───── Provided information
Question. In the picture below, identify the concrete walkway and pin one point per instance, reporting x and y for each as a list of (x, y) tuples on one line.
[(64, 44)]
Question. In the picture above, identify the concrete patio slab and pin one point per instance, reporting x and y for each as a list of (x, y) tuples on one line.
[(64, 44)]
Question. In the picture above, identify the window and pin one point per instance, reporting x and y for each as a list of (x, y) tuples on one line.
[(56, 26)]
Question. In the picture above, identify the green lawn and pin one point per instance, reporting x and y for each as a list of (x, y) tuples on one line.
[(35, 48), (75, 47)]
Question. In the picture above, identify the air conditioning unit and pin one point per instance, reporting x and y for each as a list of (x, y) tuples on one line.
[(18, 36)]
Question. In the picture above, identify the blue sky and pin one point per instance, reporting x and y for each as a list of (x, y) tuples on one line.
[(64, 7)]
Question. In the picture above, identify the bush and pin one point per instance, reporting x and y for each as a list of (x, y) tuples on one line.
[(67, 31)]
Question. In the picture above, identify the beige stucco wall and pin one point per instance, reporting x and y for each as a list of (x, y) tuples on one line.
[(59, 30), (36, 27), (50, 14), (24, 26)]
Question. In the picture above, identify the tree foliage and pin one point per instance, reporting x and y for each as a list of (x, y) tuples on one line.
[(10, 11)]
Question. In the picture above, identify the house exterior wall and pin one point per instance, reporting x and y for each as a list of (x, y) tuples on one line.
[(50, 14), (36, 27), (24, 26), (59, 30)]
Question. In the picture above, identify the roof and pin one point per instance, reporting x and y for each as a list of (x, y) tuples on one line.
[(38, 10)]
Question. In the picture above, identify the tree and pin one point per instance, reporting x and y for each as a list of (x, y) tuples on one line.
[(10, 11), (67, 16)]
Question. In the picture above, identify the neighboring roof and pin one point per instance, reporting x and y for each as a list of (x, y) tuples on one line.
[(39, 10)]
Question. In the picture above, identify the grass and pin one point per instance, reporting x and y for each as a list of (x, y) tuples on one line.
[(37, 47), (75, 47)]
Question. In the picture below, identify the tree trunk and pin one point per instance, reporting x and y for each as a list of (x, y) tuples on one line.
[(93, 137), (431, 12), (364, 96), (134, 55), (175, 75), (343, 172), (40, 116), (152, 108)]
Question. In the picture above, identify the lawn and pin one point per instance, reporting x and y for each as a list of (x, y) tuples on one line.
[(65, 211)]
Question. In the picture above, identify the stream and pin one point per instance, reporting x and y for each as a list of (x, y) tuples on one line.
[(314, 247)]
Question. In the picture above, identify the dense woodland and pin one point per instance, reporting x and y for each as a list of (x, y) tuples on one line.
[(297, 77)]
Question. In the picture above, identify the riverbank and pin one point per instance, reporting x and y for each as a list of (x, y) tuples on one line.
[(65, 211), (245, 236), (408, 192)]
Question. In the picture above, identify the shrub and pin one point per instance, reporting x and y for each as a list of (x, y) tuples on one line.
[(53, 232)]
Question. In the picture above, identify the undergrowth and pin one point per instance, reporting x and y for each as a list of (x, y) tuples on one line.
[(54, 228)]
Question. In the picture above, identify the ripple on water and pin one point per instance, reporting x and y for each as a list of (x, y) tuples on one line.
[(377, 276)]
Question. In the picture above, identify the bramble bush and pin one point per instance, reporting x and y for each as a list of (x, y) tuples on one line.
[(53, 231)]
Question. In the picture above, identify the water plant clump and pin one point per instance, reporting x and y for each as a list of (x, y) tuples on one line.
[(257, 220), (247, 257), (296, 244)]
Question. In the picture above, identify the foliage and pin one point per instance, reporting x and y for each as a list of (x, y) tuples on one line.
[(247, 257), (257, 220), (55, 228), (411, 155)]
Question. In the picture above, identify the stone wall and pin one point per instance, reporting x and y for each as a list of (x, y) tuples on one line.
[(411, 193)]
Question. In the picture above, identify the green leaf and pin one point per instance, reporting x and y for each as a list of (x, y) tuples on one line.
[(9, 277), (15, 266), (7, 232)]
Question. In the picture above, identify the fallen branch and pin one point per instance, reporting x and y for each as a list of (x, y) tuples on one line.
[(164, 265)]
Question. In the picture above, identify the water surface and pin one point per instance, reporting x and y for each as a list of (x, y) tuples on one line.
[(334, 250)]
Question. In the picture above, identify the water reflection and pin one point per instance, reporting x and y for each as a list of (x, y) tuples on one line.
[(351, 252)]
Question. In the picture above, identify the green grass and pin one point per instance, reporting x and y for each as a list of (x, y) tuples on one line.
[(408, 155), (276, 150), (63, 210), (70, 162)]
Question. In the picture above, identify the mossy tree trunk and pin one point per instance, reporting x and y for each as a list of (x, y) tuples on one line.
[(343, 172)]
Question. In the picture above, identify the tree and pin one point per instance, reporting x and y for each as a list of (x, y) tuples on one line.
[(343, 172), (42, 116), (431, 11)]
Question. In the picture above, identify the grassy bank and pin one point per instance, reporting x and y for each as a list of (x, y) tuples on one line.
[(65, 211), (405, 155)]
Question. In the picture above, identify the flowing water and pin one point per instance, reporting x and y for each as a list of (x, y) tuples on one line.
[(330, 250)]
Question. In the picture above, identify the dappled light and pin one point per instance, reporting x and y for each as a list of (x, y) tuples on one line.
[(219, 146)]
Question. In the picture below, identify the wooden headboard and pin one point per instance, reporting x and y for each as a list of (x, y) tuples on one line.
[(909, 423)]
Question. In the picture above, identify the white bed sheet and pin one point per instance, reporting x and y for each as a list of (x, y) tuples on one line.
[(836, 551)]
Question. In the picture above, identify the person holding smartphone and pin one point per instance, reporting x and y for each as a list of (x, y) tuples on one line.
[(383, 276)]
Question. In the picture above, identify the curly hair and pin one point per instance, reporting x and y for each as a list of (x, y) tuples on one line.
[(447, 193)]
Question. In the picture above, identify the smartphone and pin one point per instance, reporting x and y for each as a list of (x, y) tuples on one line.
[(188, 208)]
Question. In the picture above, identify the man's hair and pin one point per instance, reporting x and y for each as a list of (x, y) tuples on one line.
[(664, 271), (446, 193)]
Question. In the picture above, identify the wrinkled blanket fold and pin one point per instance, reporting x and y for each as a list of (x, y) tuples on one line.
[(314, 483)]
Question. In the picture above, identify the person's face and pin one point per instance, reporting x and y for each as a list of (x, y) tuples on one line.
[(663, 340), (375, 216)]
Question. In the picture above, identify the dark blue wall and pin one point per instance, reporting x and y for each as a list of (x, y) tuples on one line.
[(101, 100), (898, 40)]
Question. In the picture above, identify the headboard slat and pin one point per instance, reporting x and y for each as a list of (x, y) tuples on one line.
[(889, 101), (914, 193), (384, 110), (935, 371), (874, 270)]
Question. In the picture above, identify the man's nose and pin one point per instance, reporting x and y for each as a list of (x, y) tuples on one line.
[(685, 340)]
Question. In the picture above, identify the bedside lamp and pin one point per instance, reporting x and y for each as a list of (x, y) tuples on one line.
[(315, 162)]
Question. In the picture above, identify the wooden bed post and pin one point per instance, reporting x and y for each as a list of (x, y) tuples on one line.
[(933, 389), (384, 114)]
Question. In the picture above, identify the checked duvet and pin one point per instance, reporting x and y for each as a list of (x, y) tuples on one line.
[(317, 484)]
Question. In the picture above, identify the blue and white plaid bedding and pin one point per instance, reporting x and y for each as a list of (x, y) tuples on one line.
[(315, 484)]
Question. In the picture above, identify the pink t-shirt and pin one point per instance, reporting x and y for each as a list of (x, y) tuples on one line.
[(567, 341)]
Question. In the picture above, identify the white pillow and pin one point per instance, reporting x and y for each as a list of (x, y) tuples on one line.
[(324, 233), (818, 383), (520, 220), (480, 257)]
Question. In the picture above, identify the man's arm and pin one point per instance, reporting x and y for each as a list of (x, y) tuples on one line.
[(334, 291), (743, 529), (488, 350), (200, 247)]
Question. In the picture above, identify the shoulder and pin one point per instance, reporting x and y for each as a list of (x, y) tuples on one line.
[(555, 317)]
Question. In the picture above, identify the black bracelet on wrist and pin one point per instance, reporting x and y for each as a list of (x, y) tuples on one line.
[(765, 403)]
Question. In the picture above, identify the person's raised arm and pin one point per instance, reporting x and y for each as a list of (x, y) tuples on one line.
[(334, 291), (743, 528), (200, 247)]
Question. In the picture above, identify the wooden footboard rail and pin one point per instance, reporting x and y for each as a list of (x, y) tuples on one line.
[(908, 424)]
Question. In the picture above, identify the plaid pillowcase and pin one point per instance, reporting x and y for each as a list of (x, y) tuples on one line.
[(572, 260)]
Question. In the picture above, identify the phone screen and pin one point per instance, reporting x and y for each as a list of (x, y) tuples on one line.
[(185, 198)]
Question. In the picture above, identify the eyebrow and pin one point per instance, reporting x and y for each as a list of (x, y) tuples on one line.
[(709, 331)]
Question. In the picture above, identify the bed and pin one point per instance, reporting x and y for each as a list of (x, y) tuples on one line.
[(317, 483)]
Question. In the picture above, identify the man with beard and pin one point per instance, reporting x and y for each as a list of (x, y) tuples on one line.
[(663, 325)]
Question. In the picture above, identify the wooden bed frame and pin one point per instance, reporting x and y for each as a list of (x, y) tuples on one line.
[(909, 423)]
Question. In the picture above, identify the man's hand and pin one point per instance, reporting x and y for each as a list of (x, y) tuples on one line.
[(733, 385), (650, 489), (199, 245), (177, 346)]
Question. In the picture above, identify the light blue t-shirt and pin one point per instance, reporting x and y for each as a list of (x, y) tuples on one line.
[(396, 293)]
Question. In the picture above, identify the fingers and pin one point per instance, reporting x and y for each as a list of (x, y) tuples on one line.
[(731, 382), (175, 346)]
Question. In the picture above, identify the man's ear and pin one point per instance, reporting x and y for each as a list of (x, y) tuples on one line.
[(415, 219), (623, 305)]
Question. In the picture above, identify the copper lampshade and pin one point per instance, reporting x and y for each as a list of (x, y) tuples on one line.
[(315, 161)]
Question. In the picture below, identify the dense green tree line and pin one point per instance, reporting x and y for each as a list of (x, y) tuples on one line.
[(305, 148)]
──────────
Set exercise
Set down, exactly and in full, the lines from the one containing "Question. In the picture above, identify the light" through the end of the entries; no other line belongs.

The completed task
Question. In the picture above, identify the light blue t-shirt and pin one point per instance, reporting x and y for each as a list of (x, y) tuples on one line.
[(396, 293)]
Question. In the picture above, identify the fingers and pin one point per instance, reporting x and y for each as a list of (x, y) tuples on one line.
[(731, 382), (175, 346)]
Question. In the picture above, identify the man's ear and pin one point per instance, reporting x and y for each as a list of (x, y) tuples on one line.
[(415, 219), (623, 305)]
Question. In the picture above, identify the copper lampshade and pin one point per instance, reporting x and y for each as a list of (x, y) tuples on one line.
[(315, 161)]
Question. In the picture below, identify the dense green tree line and pin one point per instance, reporting x and y for each as a list of (x, y) tuples on one line.
[(305, 148)]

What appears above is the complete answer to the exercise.